El TTIP es un murmullo sordo que no logra entrar en la política española y
europea, como no consigue nuestra atención alguien nos tira de la chaqueta con
insistencia para decirnos algo y lo ignoramos porque no queremos distraernos
del grupo. La reciente filtración de Greenpeace nos recuerda que debería tener
nuestra atención no sólo si lo que dice el TTIP es bueno, sino si puede ser
bueno cualquier tratado de este tipo diga lo que diga. Es ociosa la cuestión de
si todo lo que hacen los dictadores es necesariamente malo o si a veces hacen
alguna cosa buena. Es ociosa la cuestión por irrelevante: nunca es aceptable
que se haga nada desde una dictadura. De la misma manera, deberíamos pensar si hay
tratado trasatlántico de comercio e inversión que nos pueda servir, cualquiera
que sea su contenido.
El dinero y los negocios se van pareciendo a esas pandillas de despedidas
de solteros que entran en los locales imponiendo su juerga y sus reglas, dando
por hecho que las normas del local o las de sus clientes no son de aplicación
por donde ellos pasan. Con aquel intento de Eurovegas, el señor Sheldon Adelson
nos mostró, a modo de aperitivo, de qué va eso de los tratados trasatlánticos. A
Adelson le estorbaban las leyes de este pequeño local nacional nuestro. Demasiados
derechos, demasiada preocupación por la salud, demasiados miramientos por el
origen del dinero. Demasiado engorro. Le parecía evidente que su negocio tenía
prioridad sobre las leyes del país.

(Entradas para el etiquetado con cuadros delimitadores)
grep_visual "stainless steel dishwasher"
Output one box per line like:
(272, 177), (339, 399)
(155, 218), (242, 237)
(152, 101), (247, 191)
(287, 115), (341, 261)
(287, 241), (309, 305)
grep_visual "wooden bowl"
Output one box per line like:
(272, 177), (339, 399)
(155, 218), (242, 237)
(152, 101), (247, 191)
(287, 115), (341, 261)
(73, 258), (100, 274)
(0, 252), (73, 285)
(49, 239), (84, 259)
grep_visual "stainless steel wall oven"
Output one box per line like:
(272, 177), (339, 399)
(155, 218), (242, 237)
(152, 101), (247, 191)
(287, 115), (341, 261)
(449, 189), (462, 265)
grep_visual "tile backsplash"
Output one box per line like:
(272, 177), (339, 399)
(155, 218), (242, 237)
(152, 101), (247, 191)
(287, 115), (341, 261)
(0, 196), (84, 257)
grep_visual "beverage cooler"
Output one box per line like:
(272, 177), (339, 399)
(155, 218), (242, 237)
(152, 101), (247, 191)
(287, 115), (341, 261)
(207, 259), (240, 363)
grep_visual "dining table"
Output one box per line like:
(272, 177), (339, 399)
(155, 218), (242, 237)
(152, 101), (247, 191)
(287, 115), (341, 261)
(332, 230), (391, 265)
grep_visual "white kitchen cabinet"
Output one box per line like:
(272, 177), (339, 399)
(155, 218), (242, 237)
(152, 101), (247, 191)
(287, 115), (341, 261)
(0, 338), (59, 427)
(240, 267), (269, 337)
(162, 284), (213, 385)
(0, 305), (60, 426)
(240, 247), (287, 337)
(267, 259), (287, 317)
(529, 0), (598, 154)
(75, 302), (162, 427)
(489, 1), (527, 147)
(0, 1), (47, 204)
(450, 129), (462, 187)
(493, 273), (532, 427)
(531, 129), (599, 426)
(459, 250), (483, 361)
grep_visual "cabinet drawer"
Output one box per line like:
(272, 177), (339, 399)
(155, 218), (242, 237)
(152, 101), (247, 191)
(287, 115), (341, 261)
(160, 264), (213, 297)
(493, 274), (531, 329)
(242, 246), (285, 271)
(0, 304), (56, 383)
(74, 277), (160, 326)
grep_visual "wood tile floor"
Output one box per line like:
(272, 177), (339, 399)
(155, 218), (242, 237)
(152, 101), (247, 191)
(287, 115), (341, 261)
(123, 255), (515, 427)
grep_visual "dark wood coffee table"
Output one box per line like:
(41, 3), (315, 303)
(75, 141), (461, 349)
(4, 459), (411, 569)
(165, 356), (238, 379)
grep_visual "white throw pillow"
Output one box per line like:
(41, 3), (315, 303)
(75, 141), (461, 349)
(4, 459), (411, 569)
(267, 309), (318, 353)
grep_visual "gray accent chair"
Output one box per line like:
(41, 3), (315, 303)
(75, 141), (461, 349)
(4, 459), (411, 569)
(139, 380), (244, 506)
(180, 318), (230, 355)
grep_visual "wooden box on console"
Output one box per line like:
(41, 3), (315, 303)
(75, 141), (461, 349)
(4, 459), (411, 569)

_INSTRUCCIÓN DADA 1_: Según el texto sobre el TTIP, ¿qué organización realizó la reciente filtración?
_INSTRUCCIÓN DADA 2_: Extrae del texto sobre el TTIP el fragmento que va desde "El dinero y" hasta "leyes del país.", ambos incluidos.
Los registros son un material aparte, sin relación con el texto sobre el TTIP.

_RESPUESTA FINAL 1_: Greenpeace.

_RESPUESTA FINAL 2_:
El dinero y los negocios se van pareciendo a esas pandillas de despedidas
de solteros que entran en los locales imponiendo su juerga y sus reglas, dando
por hecho que las normas del local o las de sus clientes no son de aplicación
por donde ellos pasan. Con aquel intento de Eurovegas, el señor Sheldon Adelson
nos mostró, a modo de aperitivo, de qué va eso de los tratados trasatlánticos. A
Adelson le estorbaban las leyes de este pequeño local nacional nuestro. Demasiados
derechos, demasiada preocupación por la salud, demasiados miramientos por el
origen del dinero. Demasiado engorro. Le parecía evidente que su negocio tenía
prioridad sobre las leyes del país.